→ Annotation records:

"""

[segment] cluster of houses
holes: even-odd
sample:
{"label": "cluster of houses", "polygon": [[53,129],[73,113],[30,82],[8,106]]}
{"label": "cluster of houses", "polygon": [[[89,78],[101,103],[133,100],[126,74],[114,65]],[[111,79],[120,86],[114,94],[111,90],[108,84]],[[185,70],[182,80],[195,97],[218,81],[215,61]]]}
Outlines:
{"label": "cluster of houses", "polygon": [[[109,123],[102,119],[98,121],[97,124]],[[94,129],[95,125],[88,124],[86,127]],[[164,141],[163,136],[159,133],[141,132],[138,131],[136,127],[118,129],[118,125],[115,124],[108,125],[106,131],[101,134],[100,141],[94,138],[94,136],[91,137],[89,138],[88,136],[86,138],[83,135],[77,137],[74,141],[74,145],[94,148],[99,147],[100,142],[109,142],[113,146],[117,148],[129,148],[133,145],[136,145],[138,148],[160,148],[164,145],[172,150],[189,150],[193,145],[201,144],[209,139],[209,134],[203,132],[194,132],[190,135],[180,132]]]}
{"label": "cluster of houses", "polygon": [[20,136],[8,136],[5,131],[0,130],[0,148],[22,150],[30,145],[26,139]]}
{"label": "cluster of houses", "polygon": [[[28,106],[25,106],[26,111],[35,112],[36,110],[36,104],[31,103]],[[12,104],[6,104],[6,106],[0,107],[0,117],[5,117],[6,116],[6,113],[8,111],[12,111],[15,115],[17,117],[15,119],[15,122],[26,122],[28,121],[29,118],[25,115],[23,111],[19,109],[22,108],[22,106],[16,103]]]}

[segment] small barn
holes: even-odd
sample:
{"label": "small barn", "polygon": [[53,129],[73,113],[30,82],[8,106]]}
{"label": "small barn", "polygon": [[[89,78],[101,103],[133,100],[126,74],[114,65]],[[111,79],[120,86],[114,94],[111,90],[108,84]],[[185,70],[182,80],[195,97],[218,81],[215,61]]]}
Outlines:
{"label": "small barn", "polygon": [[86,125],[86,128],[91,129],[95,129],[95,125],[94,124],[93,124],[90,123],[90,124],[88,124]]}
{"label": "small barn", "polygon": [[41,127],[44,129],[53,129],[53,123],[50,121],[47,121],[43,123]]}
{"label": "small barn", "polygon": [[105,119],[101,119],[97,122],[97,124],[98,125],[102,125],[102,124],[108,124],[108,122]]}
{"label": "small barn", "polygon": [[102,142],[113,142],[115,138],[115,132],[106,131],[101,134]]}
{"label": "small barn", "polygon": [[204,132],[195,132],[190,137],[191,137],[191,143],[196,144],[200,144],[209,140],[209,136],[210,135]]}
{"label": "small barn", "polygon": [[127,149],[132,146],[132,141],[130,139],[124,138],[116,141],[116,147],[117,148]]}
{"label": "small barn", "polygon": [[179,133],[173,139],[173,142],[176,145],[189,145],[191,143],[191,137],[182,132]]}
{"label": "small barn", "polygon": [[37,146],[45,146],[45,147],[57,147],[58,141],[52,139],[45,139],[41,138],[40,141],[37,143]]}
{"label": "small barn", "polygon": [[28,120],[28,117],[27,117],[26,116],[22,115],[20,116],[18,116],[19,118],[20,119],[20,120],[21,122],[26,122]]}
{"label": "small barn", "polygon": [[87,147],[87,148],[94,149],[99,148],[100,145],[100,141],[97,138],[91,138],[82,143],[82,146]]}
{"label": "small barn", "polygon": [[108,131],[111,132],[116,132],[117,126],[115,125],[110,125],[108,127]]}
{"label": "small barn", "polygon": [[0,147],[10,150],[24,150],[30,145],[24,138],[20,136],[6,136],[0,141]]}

"""
"""

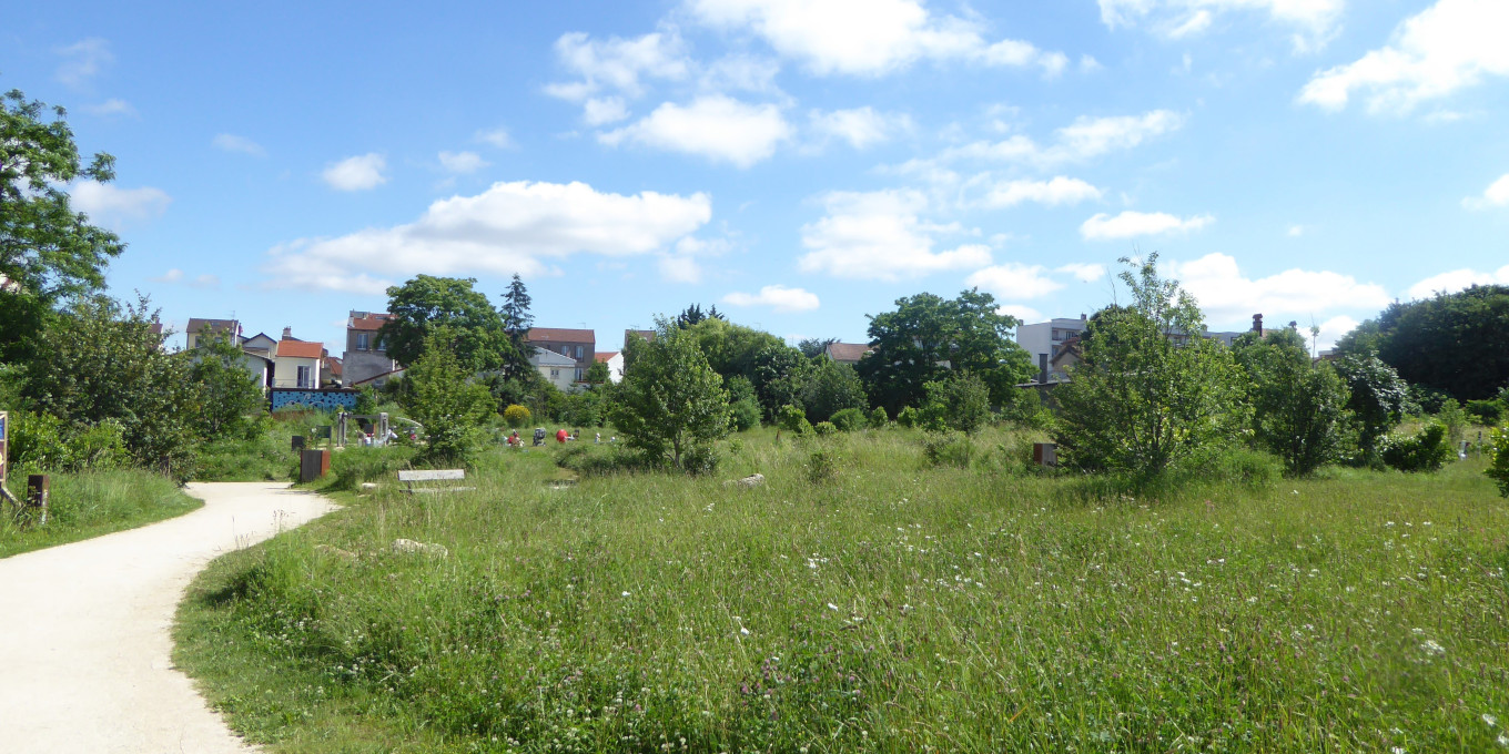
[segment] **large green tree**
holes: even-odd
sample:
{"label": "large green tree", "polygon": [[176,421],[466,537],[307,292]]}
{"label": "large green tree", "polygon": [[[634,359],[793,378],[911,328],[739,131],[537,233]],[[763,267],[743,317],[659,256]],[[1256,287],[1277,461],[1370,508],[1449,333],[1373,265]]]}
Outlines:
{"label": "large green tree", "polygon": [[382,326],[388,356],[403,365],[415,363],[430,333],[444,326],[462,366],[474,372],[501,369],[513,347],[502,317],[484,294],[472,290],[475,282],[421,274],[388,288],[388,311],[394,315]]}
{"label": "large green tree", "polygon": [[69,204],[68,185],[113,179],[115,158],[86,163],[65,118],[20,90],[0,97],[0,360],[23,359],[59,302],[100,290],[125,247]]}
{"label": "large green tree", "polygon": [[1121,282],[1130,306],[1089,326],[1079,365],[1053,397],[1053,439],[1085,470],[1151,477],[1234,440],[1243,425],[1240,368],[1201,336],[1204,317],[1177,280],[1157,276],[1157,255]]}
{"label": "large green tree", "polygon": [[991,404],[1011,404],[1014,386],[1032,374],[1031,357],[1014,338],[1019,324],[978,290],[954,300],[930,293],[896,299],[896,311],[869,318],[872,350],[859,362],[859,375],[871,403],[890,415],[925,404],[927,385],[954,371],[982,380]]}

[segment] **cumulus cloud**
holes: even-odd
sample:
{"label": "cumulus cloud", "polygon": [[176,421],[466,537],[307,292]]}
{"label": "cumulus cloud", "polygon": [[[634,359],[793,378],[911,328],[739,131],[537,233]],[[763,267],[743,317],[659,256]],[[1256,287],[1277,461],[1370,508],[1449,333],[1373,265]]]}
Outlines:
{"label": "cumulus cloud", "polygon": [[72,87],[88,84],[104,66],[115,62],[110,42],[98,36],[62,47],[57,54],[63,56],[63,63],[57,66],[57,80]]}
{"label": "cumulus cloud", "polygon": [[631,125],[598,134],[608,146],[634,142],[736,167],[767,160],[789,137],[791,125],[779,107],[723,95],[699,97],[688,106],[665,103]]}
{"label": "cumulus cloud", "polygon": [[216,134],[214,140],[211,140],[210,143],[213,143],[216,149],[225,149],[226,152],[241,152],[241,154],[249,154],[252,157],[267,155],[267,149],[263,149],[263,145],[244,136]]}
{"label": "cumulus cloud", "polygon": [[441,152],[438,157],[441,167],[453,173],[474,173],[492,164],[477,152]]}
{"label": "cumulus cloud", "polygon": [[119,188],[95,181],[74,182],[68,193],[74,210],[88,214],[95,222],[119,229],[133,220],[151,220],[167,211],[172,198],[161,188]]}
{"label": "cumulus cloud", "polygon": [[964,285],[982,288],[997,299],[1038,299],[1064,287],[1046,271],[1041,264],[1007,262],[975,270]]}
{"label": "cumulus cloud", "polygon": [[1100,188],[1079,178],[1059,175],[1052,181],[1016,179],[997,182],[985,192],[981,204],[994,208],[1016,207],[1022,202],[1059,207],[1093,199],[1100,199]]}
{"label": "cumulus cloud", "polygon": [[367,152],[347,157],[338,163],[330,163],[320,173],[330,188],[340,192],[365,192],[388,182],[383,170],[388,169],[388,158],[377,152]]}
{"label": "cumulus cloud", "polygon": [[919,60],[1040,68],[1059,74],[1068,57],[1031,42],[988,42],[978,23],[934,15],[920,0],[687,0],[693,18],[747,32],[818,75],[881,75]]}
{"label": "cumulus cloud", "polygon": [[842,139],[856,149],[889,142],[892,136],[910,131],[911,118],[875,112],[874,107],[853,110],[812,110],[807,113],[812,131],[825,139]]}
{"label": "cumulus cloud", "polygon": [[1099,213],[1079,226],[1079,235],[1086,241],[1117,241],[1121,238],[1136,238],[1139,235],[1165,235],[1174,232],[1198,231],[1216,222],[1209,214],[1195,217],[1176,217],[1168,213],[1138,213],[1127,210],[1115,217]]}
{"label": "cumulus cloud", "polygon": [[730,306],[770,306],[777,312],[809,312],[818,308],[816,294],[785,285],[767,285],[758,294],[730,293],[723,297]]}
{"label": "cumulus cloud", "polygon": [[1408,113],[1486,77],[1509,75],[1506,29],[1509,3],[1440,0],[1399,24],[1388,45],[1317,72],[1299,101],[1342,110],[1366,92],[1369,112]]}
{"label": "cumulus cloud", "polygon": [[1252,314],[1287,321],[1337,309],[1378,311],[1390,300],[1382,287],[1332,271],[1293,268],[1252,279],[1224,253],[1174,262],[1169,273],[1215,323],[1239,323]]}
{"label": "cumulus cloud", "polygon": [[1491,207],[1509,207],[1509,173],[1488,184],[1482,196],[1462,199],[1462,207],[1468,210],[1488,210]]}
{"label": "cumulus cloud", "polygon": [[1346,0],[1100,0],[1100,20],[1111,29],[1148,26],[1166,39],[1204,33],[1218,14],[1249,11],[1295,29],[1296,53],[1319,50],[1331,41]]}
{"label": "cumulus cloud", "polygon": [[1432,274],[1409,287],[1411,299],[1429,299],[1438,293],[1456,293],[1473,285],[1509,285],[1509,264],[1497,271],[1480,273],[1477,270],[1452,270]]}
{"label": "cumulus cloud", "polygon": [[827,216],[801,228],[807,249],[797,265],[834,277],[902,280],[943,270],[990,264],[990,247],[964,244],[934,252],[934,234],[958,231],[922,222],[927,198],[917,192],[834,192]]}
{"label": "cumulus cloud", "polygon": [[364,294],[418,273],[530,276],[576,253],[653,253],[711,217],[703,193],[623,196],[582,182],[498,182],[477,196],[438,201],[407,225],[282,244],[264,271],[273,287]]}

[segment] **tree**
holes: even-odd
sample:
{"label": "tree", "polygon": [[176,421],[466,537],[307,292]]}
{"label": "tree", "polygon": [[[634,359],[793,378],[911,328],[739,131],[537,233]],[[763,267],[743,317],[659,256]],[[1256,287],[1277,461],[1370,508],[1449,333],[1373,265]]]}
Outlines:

"""
"""

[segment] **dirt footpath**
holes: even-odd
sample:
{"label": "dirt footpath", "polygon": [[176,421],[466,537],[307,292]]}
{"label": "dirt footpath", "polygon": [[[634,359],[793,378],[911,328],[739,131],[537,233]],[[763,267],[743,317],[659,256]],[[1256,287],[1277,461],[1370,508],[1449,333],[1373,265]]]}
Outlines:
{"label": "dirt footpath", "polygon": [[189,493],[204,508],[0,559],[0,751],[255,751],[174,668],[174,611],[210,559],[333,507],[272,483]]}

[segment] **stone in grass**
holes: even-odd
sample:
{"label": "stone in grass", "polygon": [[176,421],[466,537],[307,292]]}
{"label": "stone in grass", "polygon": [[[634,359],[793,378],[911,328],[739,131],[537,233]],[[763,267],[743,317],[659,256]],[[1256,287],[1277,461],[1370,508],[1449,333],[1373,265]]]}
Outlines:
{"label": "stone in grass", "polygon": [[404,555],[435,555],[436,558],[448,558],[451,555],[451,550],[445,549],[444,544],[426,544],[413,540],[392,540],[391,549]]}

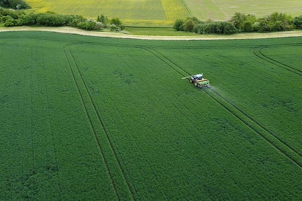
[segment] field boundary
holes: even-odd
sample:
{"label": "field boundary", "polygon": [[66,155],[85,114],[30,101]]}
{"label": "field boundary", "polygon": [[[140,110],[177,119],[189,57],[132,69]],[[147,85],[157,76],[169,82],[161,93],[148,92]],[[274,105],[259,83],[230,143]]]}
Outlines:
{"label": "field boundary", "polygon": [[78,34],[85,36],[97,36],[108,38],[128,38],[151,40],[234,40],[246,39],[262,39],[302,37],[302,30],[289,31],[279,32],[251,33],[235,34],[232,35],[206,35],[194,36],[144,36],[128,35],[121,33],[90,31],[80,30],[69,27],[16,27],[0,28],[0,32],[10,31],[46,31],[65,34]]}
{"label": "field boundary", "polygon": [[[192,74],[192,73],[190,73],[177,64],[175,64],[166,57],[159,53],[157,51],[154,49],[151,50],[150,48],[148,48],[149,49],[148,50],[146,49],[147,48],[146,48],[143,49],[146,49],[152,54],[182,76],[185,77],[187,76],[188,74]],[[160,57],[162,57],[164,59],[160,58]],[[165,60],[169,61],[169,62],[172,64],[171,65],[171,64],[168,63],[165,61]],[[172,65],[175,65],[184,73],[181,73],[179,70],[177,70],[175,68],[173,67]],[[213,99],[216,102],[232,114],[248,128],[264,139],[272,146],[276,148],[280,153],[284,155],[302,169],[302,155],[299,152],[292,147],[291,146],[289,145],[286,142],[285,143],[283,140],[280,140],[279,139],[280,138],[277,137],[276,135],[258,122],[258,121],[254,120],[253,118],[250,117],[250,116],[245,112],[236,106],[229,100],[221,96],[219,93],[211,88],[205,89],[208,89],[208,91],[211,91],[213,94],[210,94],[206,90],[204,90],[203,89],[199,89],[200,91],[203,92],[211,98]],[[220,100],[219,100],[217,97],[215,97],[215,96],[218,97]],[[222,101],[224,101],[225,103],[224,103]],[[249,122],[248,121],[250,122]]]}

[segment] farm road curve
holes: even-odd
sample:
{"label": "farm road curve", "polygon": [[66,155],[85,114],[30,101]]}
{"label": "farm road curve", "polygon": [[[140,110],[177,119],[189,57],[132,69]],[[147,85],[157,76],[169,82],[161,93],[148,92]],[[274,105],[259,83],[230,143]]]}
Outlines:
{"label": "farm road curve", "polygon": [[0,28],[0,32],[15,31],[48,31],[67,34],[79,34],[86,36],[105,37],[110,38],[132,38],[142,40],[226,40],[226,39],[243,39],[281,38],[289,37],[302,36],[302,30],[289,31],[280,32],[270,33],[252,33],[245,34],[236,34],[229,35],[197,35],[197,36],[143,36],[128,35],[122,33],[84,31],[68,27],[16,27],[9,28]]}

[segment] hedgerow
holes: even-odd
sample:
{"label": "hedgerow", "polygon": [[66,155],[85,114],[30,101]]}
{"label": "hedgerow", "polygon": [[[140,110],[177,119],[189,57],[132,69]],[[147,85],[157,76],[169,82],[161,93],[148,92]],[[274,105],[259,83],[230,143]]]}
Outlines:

"""

→ What to produce: Count the lines in the records above that contain the string "stone". Give only the number.

→ Written solution: 4